# Can you buy a chew proof training lead?



## Emmastace (Feb 11, 2011)

Hi

My GSP has chewed through every lead she has ever had, I say chewed, she just does one scissor bite with her back teeth when they are taut and they shear off. Luckily I have a friend who manufactures bouncy castles so they have a machine that can mend them. 
The problem is that yesterday she was on the 50ft long lead when she did it which meant she was free in a public place. Luckily there were no other dogs about (anyone who has seen my threads before will recognise that she is a rescue and I am working hard to socialise her). I was also in a big park and it was quite a way to a road. I called her and waved the cheese in a tube and potential disaster was averted.Does anyone know of a 50ft lead that she won't be able to chew through?
Would a stainless steel tie out cable work to exercise her if I used that as a lead. Do they do these in such a long length?
I am desperate because she really needs the chance to run around.


----------



## Sled dog hotel (Aug 11, 2010)

Doesnt work on every dog, but a lot detest it so worth a try, is bitter apple,think you should be able to get it at Pets at home, or health shops maybe. It wont do them any harm, but taste is not very nice, Its an old trick to stop biting and chewing, you just spray it on. One of mine used to chew through tether leads in the car, and I ended up buying a double end kennel chain that the pet shop got me, but that was just to tether her safely in the car, it wouldnt be practical for using as a training lead I would think. Although for short leads, you used to be a able to buy ones with a leather handle to hold and the rest was chain. Might solve the prob for short lead walks, they dont tend to try to bite them.


----------



## newfiesmum (Apr 21, 2010)

Could you not clip a leather lead to the end that she chews? That would be much harder to chew through.


----------



## Jasper's Bloke (Oct 30, 2009)

If she has to have tension on the lead in order to slice through it then you could keep a little of the lead in reserve, eg make a loop out of the last meter of lead, and then drop the loop when you see her going for it. It's difficult to describe how I hold it but I do the same thing with a 6ft lead. Place the loop (if there is one) over your thumb with the lead hanging down over the palm of your hand. Then make your loop and put it over your forefinger. Now when you make a fist you it should be virtually impossible to pull through your hand, but if you open it and lower your hand, you should drop the loop.

Hope that makes sense.

The only other thing I can think of is to use a chain lead from her to the start of the long line, so she can't chew through the part next to her.


----------



## Emmastace (Feb 11, 2011)

[A run of records]
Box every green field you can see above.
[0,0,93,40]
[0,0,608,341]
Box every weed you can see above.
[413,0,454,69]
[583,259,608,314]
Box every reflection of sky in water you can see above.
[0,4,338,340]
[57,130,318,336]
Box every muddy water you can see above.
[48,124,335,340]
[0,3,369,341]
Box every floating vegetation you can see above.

**GOAL:**
Answer these from the thread on chew-proof leads, one per line:
1. What breed is the dog that keeps chewing through her leads?
2. How long was the lead she was on when she got free in the park?
3. Which spray does Sled dog hotel recommend trying?
Nothing in the listing is needed here.

**THE SOLUTION:**
1. A GSP
2. 50ft
3. Bitter apple